• KUTIPAN SUMBER

┏━━

Articles
Di tengah derasnya ekspansi industri yang seringkali meminggirkan masyarakat adat, suku Kokoda di Sorong justru menemukan cara untuk bertahan sekaligus melestarikan alam. Mangrove, yang kerap dipandang tak bernilai, mereka jadikan sumber penghidupan. Dengan pengetahuan lokal, masyarakat Kokoda menunjukkan bahwa ekonomi hijau tidak hanya bisa lahir dari teknologi canggih, tapi juga dari kebijaksanaan tradisional yang menjaga keseimbangan ekologi. Temukan bagaimana mangrove mengubah nasib sekaligus membalik stigma dalam artikel ini.
Orang-orang Marjinal sering dinisbatkan sebagai masyarakat yang tidak untuk ditiru. Mereka seringkali dikonotasikan sebagai sekumpulan orang terbelakang, bodoh, dan SDM rendah. Sasaran konotasi buruk kebanyakan menyasar ke masyarakat adat, yang selalu bersikap konservatif terhadap lingkungan tempat mereka tinggal.
Di tengah ancaman krisis lingkungan dan marginalisasi masyarakat adat, kisah masyarakat suku Kokoda di Kota Sorong, Papua Barat Daya, menyuguhkan pelajaran penting. Melalui pengetahuan lokal dan pemanfaatan ekosistem mangrove, mereka bukan hanya bertahan hidup, tetapi juga menunjukkan bahwa ekonomi hijau bisa dibangun dari bawah.
Eksploitasi alam secara besar-besaran di bumi Papua menjadikan masyarakat marjinal hidup dalam kesusahan. Menurut Walhi (2021) total terdapat 159 juta hektar lahan di Indonesia telah dikapling secara legal oleh korporasi. Sementara itu, masyarakat miskin dan adat harus bertahan hidup dengan sumber daya yang tersisa. Di tengah kondisi inilah, suku Kokoda menunjukkan bentuk resistensi yang cerdas: memanfaatkan mangrove secara berkelanjutan sebagai sumber ekonomi sekaligus konservasi.
Mangrove, Kokoda, dan Harapan yang Tumbuh dari Lumpur
Harapan untuk hidup di lingkungan yang rusak tetap menyala dalam nurani masyarakat adat Papua. Dengan kerusakan global yang masif seperti; pemanasan global, polusi, dan ekspansi industri ekstraktif semakin mendorong krisis ekologis di Indonesia. Namun di sela tekanan itu, kelompok-kelompok marjinal, seperti masyarakat suku Kokoda, menunjukkan ketahanan hidup melalui strategi adaptasi berbasis pengetahuan lokal. Temuan dari Pradana & Kadir (2023) menunjukkan kalau kelompok marginal sering memanfaatkan sisa sumber daya yang ditinggalkan oleh kelompok dominan untuk dijadikan sandaran hidup mereka.
Daerah pesisir yang berawa adalah daerah yang ditinggalkan oleh kelompok penguasa. Mangrove, yang kerap dianggap tidak memiliki nilai ekonomi, ternyata menjadi sumber utama kehidupan masyarakat pesisir. Walters (2003) bahkan menyebut bahwa hutan mangrove sering kali dianggap tidak layak untuk tempat tinggal maupun penghidupan. Indonesia memiliki kawasan mangrove terluas di Asia Tenggara (Kathiresan, 2012), namun masih belum banyak yang melihat potensi ekonominya bagi masyarakat lokal.

┗━━

• SOAL LATIHAN
Ketik ulang bagian artikel tentang mangrove dan suku Kokoda di atas, mulai dari "Orang-orang Marjinal sering" dan terus sampai "dibangun dari bawah.".

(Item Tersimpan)
┏━━

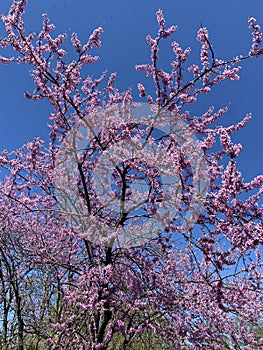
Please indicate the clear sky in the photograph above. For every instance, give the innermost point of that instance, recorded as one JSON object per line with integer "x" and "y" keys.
{"x": 126, "y": 24}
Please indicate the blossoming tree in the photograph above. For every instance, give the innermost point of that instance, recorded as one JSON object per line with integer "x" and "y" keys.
{"x": 130, "y": 230}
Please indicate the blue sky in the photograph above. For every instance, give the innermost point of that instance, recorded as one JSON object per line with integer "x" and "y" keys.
{"x": 126, "y": 24}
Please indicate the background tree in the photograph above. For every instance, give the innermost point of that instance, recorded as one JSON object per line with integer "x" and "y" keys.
{"x": 187, "y": 286}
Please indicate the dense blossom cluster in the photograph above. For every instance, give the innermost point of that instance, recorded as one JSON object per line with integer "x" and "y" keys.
{"x": 197, "y": 288}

┗━━

• JAWABAN LATIHAN
Orang-orang Marjinal sering dinisbatkan sebagai masyarakat yang tidak untuk ditiru. Mereka seringkali dikonotasikan sebagai sekumpulan orang terbelakang, bodoh, dan SDM rendah. Sasaran konotasi buruk kebanyakan menyasar ke masyarakat adat, yang selalu bersikap konservatif terhadap lingkungan tempat mereka tinggal.
Di tengah ancaman krisis lingkungan dan marginalisasi masyarakat adat, kisah masyarakat suku Kokoda di Kota Sorong, Papua Barat Daya, menyuguhkan pelajaran penting. Melalui pengetahuan lokal dan pemanfaatan ekosistem mangrove, mereka bukan hanya bertahan hidup, tetapi juga menunjukkan bahwa ekonomi hijau bisa dibangun dari bawah.